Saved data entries

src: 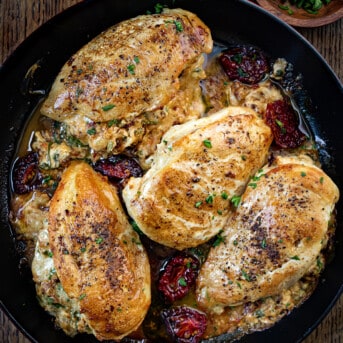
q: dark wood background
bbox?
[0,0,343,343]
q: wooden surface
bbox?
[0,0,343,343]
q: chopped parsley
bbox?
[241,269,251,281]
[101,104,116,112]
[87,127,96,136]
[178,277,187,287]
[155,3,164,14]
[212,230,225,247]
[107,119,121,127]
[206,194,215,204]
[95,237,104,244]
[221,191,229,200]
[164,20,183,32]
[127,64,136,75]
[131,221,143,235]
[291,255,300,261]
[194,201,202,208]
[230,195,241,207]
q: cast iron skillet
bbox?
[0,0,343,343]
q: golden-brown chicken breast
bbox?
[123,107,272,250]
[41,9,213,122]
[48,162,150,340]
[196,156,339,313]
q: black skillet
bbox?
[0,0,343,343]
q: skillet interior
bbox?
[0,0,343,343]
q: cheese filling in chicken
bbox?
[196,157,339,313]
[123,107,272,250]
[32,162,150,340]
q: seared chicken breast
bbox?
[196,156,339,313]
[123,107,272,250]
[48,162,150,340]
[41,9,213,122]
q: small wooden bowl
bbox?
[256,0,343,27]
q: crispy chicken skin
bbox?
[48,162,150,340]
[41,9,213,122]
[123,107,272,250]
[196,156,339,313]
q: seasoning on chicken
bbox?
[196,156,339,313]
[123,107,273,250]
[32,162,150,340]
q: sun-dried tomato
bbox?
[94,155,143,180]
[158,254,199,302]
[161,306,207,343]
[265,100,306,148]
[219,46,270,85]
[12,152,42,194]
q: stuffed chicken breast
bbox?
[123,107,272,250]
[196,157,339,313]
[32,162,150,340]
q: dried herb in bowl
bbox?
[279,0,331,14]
--
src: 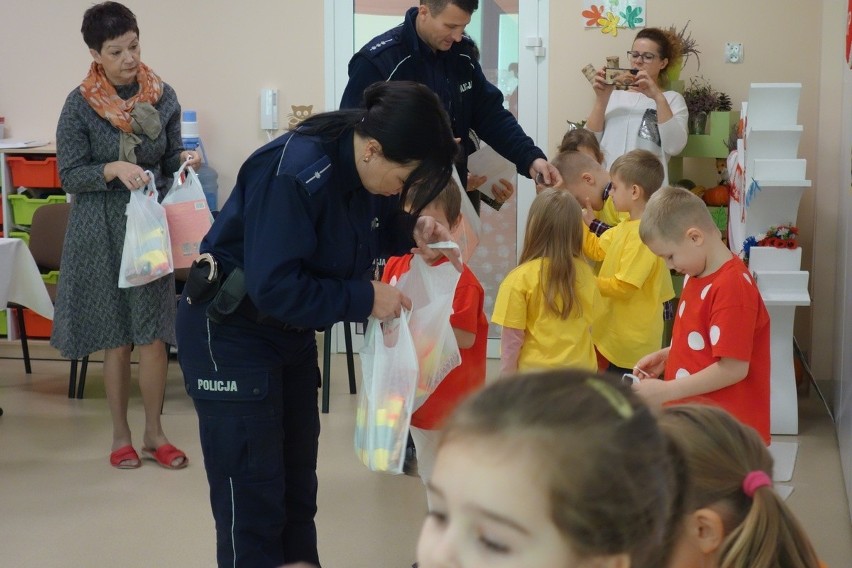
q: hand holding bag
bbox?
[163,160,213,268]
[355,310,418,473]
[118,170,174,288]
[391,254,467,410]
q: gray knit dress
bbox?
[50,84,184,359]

The exercise => Locate each line in the material where the string "breast" appears, and copy those lines.

Task answer =>
q: golden-brown chicken breast
q: seared chicken breast
q: stuffed chicken breast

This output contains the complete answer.